Prompt: With pictures omitted, output the records below exactly as they appear.

Supplied material:
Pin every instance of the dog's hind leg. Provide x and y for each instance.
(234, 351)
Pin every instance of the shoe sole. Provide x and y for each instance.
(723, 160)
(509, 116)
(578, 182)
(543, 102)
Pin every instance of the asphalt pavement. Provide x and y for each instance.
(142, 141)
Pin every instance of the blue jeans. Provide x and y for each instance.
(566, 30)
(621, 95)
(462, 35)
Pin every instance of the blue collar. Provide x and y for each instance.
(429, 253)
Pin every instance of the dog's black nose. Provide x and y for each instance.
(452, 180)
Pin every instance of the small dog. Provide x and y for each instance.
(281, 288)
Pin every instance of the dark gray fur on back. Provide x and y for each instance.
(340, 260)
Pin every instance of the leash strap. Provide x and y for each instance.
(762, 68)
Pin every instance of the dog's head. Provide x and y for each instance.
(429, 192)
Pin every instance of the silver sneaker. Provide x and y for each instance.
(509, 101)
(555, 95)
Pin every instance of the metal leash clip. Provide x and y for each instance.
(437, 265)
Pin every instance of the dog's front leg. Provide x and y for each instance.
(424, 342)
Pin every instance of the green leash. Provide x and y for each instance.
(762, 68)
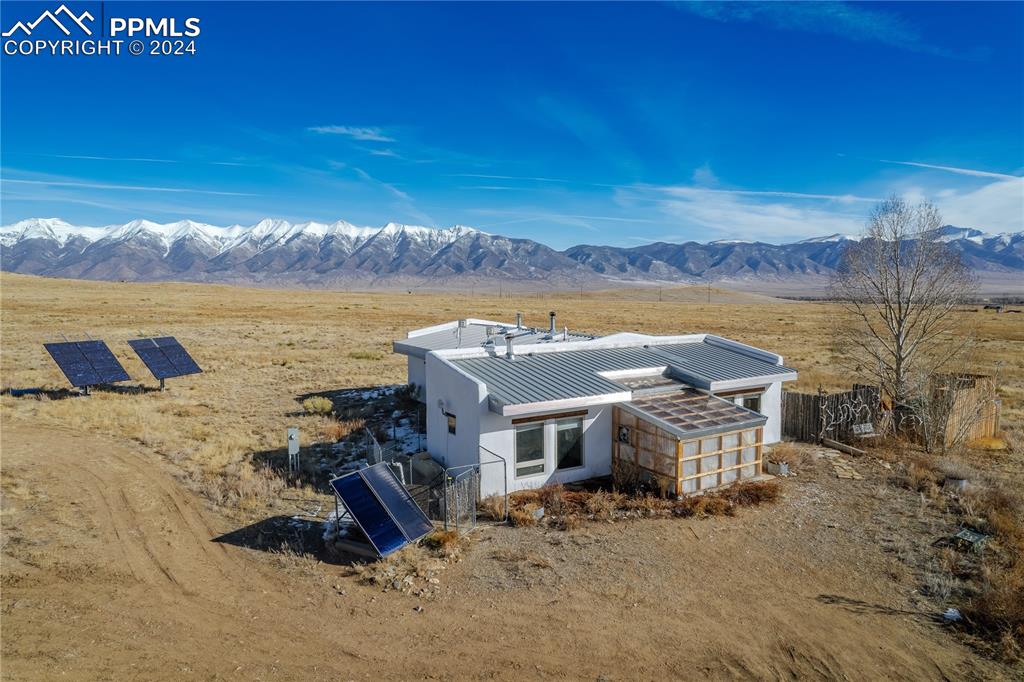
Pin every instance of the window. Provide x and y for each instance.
(568, 443)
(528, 450)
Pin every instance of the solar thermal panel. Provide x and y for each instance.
(392, 494)
(370, 514)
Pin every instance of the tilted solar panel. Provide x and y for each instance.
(178, 356)
(74, 364)
(103, 361)
(154, 358)
(407, 513)
(165, 356)
(369, 513)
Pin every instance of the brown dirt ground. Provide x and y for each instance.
(110, 572)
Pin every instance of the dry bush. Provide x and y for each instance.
(523, 515)
(787, 453)
(601, 504)
(317, 405)
(493, 507)
(441, 540)
(752, 494)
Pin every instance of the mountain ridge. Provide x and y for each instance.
(341, 254)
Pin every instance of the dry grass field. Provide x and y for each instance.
(594, 603)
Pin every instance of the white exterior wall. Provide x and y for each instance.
(476, 426)
(418, 375)
(498, 435)
(771, 407)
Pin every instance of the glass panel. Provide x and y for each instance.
(568, 443)
(709, 444)
(529, 450)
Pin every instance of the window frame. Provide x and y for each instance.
(529, 463)
(583, 450)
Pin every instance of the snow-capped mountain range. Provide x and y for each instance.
(340, 254)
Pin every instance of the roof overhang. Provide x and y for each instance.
(515, 410)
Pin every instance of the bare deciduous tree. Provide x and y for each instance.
(898, 289)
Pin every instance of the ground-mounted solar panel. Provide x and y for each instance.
(74, 364)
(178, 356)
(103, 361)
(407, 513)
(370, 514)
(86, 363)
(382, 508)
(165, 357)
(154, 358)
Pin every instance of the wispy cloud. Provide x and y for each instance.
(952, 169)
(857, 23)
(364, 175)
(508, 177)
(124, 187)
(365, 134)
(142, 160)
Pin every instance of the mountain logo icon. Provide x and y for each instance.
(69, 16)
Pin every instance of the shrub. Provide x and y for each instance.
(317, 405)
(441, 540)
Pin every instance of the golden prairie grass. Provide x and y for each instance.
(261, 349)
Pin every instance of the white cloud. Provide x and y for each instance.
(366, 134)
(952, 169)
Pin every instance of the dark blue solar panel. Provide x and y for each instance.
(411, 518)
(177, 355)
(154, 358)
(103, 361)
(367, 510)
(74, 364)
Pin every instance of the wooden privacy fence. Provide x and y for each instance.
(811, 417)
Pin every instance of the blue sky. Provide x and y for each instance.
(566, 123)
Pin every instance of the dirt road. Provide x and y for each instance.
(110, 572)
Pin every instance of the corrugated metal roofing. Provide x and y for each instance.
(475, 336)
(573, 374)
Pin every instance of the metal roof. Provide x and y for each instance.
(474, 335)
(572, 373)
(692, 414)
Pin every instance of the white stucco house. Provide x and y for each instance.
(689, 412)
(472, 333)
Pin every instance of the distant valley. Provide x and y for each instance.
(340, 255)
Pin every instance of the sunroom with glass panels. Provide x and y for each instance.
(686, 440)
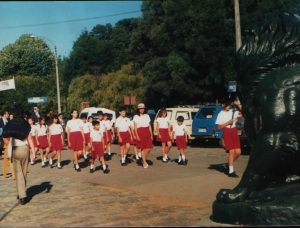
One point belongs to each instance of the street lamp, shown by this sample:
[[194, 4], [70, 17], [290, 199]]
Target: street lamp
[[56, 71]]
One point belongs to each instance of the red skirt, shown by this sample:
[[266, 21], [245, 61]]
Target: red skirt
[[164, 135], [125, 136], [76, 141], [98, 149], [43, 142], [56, 142], [104, 138], [34, 141], [231, 138], [109, 136], [145, 138], [180, 142], [87, 138]]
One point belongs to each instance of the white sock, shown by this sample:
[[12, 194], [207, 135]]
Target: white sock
[[231, 170], [183, 157]]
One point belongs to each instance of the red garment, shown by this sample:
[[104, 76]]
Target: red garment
[[87, 138], [231, 138], [145, 138], [98, 149], [181, 142], [109, 136], [76, 141], [164, 135], [34, 141], [43, 142], [56, 142], [125, 136]]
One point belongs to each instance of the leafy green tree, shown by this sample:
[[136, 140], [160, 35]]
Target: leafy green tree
[[115, 85], [27, 56]]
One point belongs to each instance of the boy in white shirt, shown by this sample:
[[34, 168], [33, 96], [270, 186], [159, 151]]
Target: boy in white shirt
[[226, 121], [179, 131], [96, 140]]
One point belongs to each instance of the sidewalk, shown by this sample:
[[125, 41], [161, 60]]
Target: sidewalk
[[162, 195]]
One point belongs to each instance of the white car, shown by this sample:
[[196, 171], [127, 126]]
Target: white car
[[188, 113], [92, 111]]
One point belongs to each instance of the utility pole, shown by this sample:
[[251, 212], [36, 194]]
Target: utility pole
[[238, 37]]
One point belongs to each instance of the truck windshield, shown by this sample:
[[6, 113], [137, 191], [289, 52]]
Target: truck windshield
[[206, 113]]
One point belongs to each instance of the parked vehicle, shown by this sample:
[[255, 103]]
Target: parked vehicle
[[92, 111], [188, 113], [204, 126]]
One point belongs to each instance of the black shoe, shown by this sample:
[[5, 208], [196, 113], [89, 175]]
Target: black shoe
[[233, 174], [139, 162], [106, 171], [23, 201]]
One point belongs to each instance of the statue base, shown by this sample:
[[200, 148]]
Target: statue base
[[272, 206]]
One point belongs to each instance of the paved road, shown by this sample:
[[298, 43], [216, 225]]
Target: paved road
[[162, 195]]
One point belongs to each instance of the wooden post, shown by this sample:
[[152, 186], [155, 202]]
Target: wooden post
[[238, 36]]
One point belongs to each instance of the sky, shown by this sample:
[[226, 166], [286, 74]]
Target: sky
[[60, 23]]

Response to this exercise:
Pin every instance of the dog's hind leg. Provide x and y for each instance.
(234, 351)
Pin every instance of the shoe sole. Provide x and y for each instance.
(723, 160)
(509, 116)
(578, 182)
(543, 102)
Pin every instance of the asphalt pavement. Provide x and y for each instance.
(142, 141)
Pin every instance of the blue jeans. Provide x and y for each instance.
(566, 30)
(621, 95)
(462, 35)
Pin every instance of the blue collar. Provide x and y for each instance.
(429, 253)
Pin every instance of the dog's black nose. Provide x and y for each instance.
(452, 180)
Pin every instance of the small dog. Provide x and y for each instance.
(281, 288)
Pin every instance of the dark gray fur on back. Provide x and y for each instance.
(340, 260)
Pin every instance of the leash strap. Provide x and y for each instance.
(762, 68)
Pin every instance of the dog's head. Provide x and y for each instance.
(429, 192)
Pin every instance of the silver sneaker. Provide x and y for each instance.
(509, 101)
(555, 95)
Pin every instance of the metal leash clip. Provide x and y for each instance.
(437, 265)
Pin every instance of the dog's front leg. Provide x and y for each instance.
(424, 342)
Pin every instance of the green leash. Provide x and y for each instance.
(762, 68)
Pin every instance of the window. Provide x and y for each instance.
(568, 443)
(528, 450)
Pin every instance of the solar thermal panel. Provide x and y for each instance.
(392, 494)
(370, 514)
Pin every instance of the tilted solar panel. Provide x and y for each instance.
(178, 356)
(74, 364)
(103, 361)
(154, 358)
(407, 513)
(165, 356)
(369, 513)
Pin every instance of the brown dirt ground. Provide x and y for each instance.
(110, 572)
Pin every instance of the dry bush. Provide x and y for each instance.
(523, 515)
(787, 453)
(601, 504)
(317, 405)
(493, 507)
(441, 540)
(752, 494)
Pin every instance of the mountain ridge. Provide x and y for each instance.
(341, 254)
Pin every instance of the dry grass field. Provide x and y for each instance.
(594, 603)
Pin every instance of the white exterior wall. Provide x and y for each instance.
(476, 426)
(418, 375)
(498, 435)
(771, 407)
Pin every instance of the glass panel. Provide x and y for each instance.
(568, 443)
(709, 444)
(529, 450)
Pin every instance of the window frame. Provide x and y for each instance.
(529, 463)
(583, 450)
Pin every instance of the snow-capped mountain range. Provide x and y for each instance.
(340, 254)
Pin every instance of the roof overhang. Provide x and y for each instance.
(515, 410)
Pin every instance of the bare deciduous tree. Provide x and y for each instance.
(898, 289)
Pin every instance of the ground-mounted solar panel. Provide x and y for each instance.
(74, 364)
(178, 356)
(103, 361)
(407, 513)
(370, 514)
(86, 363)
(382, 508)
(165, 357)
(154, 358)
Pin every instance of the wispy cloud. Provide x and y for each instance.
(952, 169)
(857, 23)
(364, 175)
(508, 177)
(124, 187)
(365, 134)
(142, 160)
Pin every instance of the mountain logo icon. Provide x and y for each instance.
(69, 16)
Pin every instance of the shrub. Provide x and y for each instance.
(317, 405)
(441, 540)
Pin every instance of the golden prairie grass. Provide x and y for each instance.
(261, 349)
Pin every instance of the white cloud. Provide x and y for each instance.
(366, 134)
(952, 169)
Pin every instance of the dark blue solar panel. Provide x and y for each instance.
(411, 518)
(177, 355)
(154, 358)
(103, 361)
(367, 510)
(74, 364)
Pin every instance of the wooden privacy fence. Provide x and y for each instance.
(811, 417)
Pin every instance of the blue sky. Provide x and y for each instance.
(566, 123)
Pin every instance of the dirt road. Provide x and y for each instance.
(110, 572)
Pin every instance of the corrugated metal roofing. Provide x and y for each instance.
(475, 336)
(573, 374)
Pin every instance of the metal roof. Provide x and y for each instance.
(474, 335)
(572, 373)
(692, 414)
Pin every instance of the white stucco house. Provide x and y for each instance.
(689, 412)
(472, 333)
Pin every instance of the distant valley. Provide x and y for each instance.
(340, 255)
Pin every instance of the sunroom with glass panels. Provide x and y for each instance.
(686, 440)
One point belongs to each instance of the street lamp, shown by this sample:
[[194, 4], [70, 17], [290, 199]]
Target: street lamp
[[56, 71]]
One point belongs to each instance of the red skirt, shown by this sample:
[[266, 21], [245, 61]]
Target: red skirt
[[164, 135], [125, 136], [76, 141], [98, 149], [43, 142], [56, 142], [104, 138], [34, 141], [231, 138], [109, 136], [145, 138], [180, 142], [87, 138]]
One point belongs to each instance of the white sock, shown by this sample:
[[12, 194], [207, 135]]
Target: white sock
[[231, 170], [183, 157]]
One point belongs to each instance of the red garment, shown by this sample:
[[104, 76]]
Target: red garment
[[87, 138], [231, 138], [145, 138], [98, 149], [181, 142], [109, 136], [76, 141], [164, 135], [34, 141], [43, 142], [56, 142], [125, 136]]
One point belongs to each instance of the leafy green tree, shown by this sample:
[[136, 140], [160, 35]]
Target: leafy green tree
[[115, 85], [27, 56]]
One point belongs to each instance of the boy in white shirt, shown by this sample:
[[34, 168], [33, 96], [270, 186], [159, 151]]
Target: boy in white shirt
[[226, 121], [179, 131], [96, 140]]
One point belongs to each instance of the sidewalk, shown by this sample:
[[125, 41], [161, 60]]
Target: sidewalk
[[162, 195]]
One point belongs to each instance of the white car, shown by this sample:
[[196, 171], [127, 126]]
Target: white car
[[188, 113], [92, 111]]
One point belongs to each instance of the utility pole, shown by this sample:
[[251, 212], [36, 194]]
Target: utility pole
[[238, 37]]
One point belongs to each instance of the truck windshield, shown by this sample:
[[6, 113], [137, 191], [289, 52]]
Target: truck windshield
[[206, 113]]
One point belongs to each instance of the parked vehicle, shown by this sample:
[[255, 103]]
Target: parked vehicle
[[92, 111], [188, 113], [204, 126]]
One point belongs to each instance of the black shoe, shown by this sample:
[[5, 208], [196, 113], [89, 175]]
Target: black shoe
[[233, 174], [139, 162], [106, 171], [23, 201]]
One point belongs to each instance of the statue base, shown by this sample:
[[200, 148]]
Target: statue base
[[272, 206]]
One point belongs to each instance of the paved road, shown by this sample:
[[298, 43], [216, 225]]
Target: paved road
[[162, 195]]
One point belongs to each instance of the wooden post, shown by this sample:
[[152, 186], [155, 202]]
Target: wooden post
[[238, 36]]
One point belongs to each instance of the sky, shown by this sample:
[[226, 166], [286, 74]]
Target: sky
[[60, 23]]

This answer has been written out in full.